PROBLEM REQUIREMENTS: Please pull out every line of the items below that contains the string "covered". Case counts.

[Entries for pointing and labeling]
^^^^^^^^

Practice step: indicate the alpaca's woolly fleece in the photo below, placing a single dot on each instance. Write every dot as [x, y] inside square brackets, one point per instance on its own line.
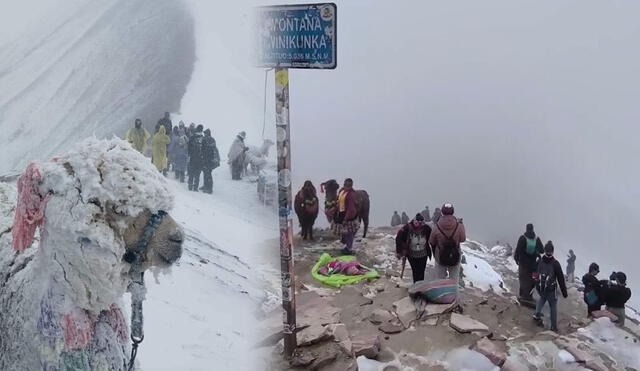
[60, 298]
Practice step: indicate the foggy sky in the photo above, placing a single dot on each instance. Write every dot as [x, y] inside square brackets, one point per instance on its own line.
[514, 111]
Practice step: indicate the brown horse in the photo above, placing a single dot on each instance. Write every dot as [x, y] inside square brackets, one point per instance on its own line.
[331, 188]
[306, 207]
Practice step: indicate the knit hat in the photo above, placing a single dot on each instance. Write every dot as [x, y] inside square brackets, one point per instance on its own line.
[447, 209]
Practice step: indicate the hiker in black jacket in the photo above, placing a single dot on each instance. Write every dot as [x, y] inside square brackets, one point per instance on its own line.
[526, 256]
[549, 276]
[617, 295]
[593, 289]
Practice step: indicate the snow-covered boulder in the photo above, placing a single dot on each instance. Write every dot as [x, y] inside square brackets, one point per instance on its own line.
[60, 296]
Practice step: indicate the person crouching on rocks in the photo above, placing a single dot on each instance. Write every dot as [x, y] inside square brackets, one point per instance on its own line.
[412, 241]
[548, 277]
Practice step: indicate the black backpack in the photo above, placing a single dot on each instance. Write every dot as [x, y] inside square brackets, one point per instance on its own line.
[449, 252]
[547, 281]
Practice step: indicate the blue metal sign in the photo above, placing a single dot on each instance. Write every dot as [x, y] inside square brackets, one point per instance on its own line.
[297, 36]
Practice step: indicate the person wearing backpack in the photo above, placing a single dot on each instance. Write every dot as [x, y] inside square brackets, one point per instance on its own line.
[571, 266]
[447, 235]
[527, 253]
[617, 295]
[412, 242]
[549, 276]
[195, 158]
[593, 289]
[210, 160]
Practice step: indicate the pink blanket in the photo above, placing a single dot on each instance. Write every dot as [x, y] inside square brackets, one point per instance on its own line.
[347, 268]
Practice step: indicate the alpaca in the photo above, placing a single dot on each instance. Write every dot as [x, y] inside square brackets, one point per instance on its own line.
[61, 296]
[256, 157]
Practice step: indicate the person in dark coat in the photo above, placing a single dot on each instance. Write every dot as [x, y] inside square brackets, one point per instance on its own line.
[571, 266]
[549, 276]
[437, 213]
[236, 155]
[426, 214]
[180, 155]
[617, 295]
[171, 151]
[395, 219]
[412, 241]
[527, 253]
[593, 289]
[166, 122]
[210, 160]
[195, 158]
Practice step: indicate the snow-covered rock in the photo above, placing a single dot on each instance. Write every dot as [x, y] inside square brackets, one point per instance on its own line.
[62, 298]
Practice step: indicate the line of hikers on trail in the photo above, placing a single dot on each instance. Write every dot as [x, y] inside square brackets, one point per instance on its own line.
[403, 219]
[538, 268]
[191, 150]
[424, 238]
[420, 240]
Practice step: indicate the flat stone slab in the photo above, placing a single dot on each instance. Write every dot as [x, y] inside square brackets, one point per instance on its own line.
[432, 321]
[368, 347]
[604, 313]
[340, 334]
[465, 324]
[391, 328]
[431, 310]
[313, 334]
[317, 312]
[379, 316]
[406, 310]
[495, 351]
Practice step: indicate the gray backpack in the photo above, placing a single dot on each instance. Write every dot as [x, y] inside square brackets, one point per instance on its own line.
[547, 277]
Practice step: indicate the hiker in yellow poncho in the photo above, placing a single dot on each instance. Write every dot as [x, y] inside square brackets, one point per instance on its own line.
[138, 137]
[159, 148]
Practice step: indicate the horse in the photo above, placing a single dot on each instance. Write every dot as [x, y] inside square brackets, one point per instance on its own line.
[306, 208]
[363, 202]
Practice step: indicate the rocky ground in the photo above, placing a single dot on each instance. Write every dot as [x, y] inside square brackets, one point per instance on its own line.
[376, 326]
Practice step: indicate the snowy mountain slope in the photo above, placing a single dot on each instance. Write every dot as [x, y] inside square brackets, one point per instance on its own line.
[89, 67]
[202, 314]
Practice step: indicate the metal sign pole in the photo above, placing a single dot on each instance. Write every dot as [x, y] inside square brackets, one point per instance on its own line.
[284, 210]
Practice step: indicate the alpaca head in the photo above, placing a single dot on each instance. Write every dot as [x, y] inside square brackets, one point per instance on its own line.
[92, 205]
[266, 145]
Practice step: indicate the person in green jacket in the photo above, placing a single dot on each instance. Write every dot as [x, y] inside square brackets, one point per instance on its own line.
[138, 137]
[159, 145]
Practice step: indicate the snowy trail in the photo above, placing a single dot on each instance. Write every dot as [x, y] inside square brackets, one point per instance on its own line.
[202, 315]
[88, 68]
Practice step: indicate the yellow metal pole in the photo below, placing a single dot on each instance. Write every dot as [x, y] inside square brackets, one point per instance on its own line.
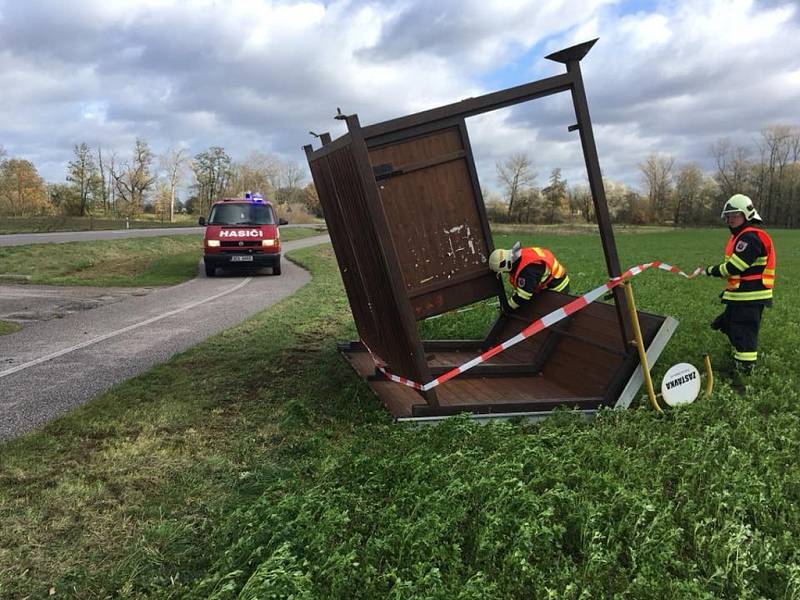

^^^^^^^^

EXERCISE ANSWER:
Practice step: indicate the snow-covered boulder in the photo above, placing a single dot on each instance. Write every dot as [x, y] inside square brackets, one point per instance on its own line.
Practice step: indicate the snow-covered rock in the photo above, placing a single dot on each instance. Write every dot as [x, y] inside square brackets, one point per instance on its own line.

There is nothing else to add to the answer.